• EXERCISE GOAL: Return every record exactly as written.

• SUPPLIED RECORDS:
● ● ● ● ●

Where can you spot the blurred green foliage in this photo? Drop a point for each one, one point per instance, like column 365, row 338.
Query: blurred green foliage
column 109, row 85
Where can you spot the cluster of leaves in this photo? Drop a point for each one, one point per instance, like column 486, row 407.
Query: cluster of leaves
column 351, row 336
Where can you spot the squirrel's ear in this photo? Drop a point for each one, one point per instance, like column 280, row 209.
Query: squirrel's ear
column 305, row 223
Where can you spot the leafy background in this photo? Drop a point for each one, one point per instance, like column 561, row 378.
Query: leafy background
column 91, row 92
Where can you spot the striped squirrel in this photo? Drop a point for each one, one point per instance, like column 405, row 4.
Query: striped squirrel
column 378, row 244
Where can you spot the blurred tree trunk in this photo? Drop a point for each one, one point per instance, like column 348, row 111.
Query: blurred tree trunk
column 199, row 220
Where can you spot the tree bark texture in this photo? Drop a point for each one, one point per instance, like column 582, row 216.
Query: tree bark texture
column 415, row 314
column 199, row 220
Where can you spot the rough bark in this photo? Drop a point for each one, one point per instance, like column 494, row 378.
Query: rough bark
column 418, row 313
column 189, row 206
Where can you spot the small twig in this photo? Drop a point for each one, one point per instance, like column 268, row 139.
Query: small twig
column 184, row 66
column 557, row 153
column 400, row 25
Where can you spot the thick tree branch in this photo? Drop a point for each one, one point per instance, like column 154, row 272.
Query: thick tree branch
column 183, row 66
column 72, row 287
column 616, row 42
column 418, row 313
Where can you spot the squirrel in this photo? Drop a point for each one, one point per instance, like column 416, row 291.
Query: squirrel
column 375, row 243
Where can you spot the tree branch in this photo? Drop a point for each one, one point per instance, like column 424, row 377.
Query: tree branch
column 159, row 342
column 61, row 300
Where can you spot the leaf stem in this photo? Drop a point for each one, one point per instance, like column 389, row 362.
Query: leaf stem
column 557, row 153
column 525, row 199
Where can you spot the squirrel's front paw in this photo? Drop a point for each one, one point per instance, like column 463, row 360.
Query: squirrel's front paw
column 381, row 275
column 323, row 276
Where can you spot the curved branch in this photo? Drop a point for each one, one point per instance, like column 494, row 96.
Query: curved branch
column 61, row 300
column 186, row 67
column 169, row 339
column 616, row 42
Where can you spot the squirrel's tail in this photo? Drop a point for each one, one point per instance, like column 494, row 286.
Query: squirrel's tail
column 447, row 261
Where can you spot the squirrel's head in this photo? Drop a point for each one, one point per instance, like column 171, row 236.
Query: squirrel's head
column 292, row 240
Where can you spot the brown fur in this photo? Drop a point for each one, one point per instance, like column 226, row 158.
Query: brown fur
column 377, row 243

● ● ● ● ●

• RESPONSE BELOW:
Where can you spot the blurred green foliage in this photo? Drop a point for each one, one point per instance, like column 365, row 338.
Query: blurred green foliage
column 109, row 85
Where can you spot the cluster of leaves in this photo? Drop a point for each one, one point per instance, like column 486, row 407.
Query: cluster of leaves
column 351, row 336
Where can you spot the squirrel's ear in this photo? Drop a point for each one, one point per instance, like column 280, row 209.
Query: squirrel's ear
column 305, row 223
Where can you spot the leafy background in this photo? Drop a point for each one, one point per instance, like column 561, row 378.
Query: leafy background
column 91, row 92
Where can you spot the striped squirrel in this photo? Drop a point for each one, one point per instance, like column 405, row 4.
Query: striped squirrel
column 378, row 244
Where can you spot the blurred tree trunk in this photo? Drop a point for each one, one point per instance, like column 348, row 111.
Query: blurred tree trunk
column 199, row 220
Where can you spot the tree bark texture in this photo? Drop a point for each one, one point per instance, like column 582, row 216.
Query: tree bark texture
column 415, row 314
column 199, row 220
Where can you spot the rough bark in this photo? Drop a point for each one, one point per instance, like column 494, row 378.
Query: rough bark
column 418, row 313
column 189, row 206
Where can you spot the small twig in this photo? Drop a point for each one, one point per instance, like column 268, row 139.
Query: small twig
column 184, row 66
column 557, row 153
column 400, row 25
Where can you spot the thick tree branch in this photo? Drop a point for each one, one point per instance, like column 154, row 272.
Query: thick tree branch
column 183, row 66
column 72, row 287
column 616, row 42
column 418, row 313
Where can you spot the squirrel in this photo? Drop a point for each one, one point per instance, like column 416, row 291.
Query: squirrel
column 375, row 243
Where can you spot the tree branch in this photo? Drop a point for each one, one point per instance, like column 424, row 377.
Query: tree branch
column 159, row 342
column 61, row 300
Where can you spot the leaf stem in this photo? Drop a point for each one, one point per instance, like column 389, row 362.
Query: leaf stem
column 557, row 153
column 525, row 199
Where can you spot the squirrel's front paw in this photo? Drop a point for each one, one point per instance, like column 463, row 360.
Query: squirrel's front paw
column 381, row 275
column 323, row 276
Where can you spot the curved branch in this photo? Drop a point for each one, one point per instance, like column 494, row 96.
Query: curved branch
column 61, row 300
column 186, row 67
column 169, row 339
column 616, row 42
Where can you spot the squirrel's tail in this photo? Drop a point for each one, one point per instance, like column 494, row 286.
Query: squirrel's tail
column 447, row 261
Where can you spot the squirrel's head in this photo? Drop a point for each one, one point per instance, like column 171, row 236.
Query: squirrel's head
column 292, row 240
Where can you spot the brown fur in this photo? Drop a point for each one, one point per instance, like column 226, row 158.
Query: brown fur
column 377, row 243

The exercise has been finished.